WHAT YOU NEED TO DO: Please write out, word for word, the part of the forum thread on comparing virus sequence files starting at "You will shoot" and ending at "data going in.".

I've read the Wikipedia page on fasta file format and the documentation for the Fasta software, and various posts on this forum. I still don't understand how I can compare these files.
This leaves me with many questions, such as: If I read the NCBI documentation correctly, both RefSeq's are "complete". What does "complete" mean when data is broken up into eight segments? Can I expect that the noncoding RNA is included? What transformations can I apply to Influenza A? Can I simply append the eight Influenza A segments together? If so, in what order, the order of the segment number, or the order in which they appear in the file, or some other order? Is there documentation somewhere that explains why Sars-Cov-2 is stored as one segment, and Influenza A is broken up into eight? is a globalxx comparison between these two files possible and, if so, how?
Thanks! -Brian
Once you have the sequences it's a bit like comparing Moby Dick with A Tale of Two Cities, there are different levels of comparisons and different questions you can ask, you should be more focused on the biological question and then you could find the tools to help you with it.
Thanks Asaf. I've tried to clarify what I'm trying to do. For me, it's really more of an exercise to learn how to use the technology and learn more about the domain than to answer a specific question.
I think a more instructive exercise would be to compare, e.g., SARS-COV-2 to other coronaviruses. Influenza and SC2 are so phylogenetically distant the alignments etc are going to be pretty rubbish.
You will shoot yourself in the foot because trying to use bad alignments downstream (e.g. for creating a tree, or looking at protein differences etc) will be affected by the bad data going in.

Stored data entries
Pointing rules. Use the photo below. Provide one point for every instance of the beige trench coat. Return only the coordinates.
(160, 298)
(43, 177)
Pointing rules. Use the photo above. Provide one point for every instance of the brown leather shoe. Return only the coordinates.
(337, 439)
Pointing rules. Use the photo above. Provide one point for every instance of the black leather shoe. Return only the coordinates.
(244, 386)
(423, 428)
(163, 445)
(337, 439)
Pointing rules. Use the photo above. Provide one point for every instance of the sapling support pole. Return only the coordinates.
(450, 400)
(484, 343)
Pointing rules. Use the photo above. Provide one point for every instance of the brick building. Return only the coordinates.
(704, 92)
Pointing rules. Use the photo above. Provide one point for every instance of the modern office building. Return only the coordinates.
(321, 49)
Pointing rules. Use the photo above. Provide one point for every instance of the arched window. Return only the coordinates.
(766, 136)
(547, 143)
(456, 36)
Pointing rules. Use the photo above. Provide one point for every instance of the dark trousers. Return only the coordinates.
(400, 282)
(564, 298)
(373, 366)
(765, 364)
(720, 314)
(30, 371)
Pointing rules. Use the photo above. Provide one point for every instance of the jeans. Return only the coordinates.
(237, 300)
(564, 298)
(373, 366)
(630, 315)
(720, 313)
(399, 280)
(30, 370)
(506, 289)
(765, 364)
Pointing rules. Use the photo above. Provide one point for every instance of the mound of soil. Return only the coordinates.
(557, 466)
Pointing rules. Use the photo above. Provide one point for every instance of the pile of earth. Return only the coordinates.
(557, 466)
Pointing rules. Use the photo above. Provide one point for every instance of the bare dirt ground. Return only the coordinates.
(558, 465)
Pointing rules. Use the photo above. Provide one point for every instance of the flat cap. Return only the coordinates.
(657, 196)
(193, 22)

TASK ANSWER:
You will shoot yourself in the foot because trying to use bad alignments downstream (e.g. for creating a tree, or looking at protein differences etc) will be affected by the bad data going in.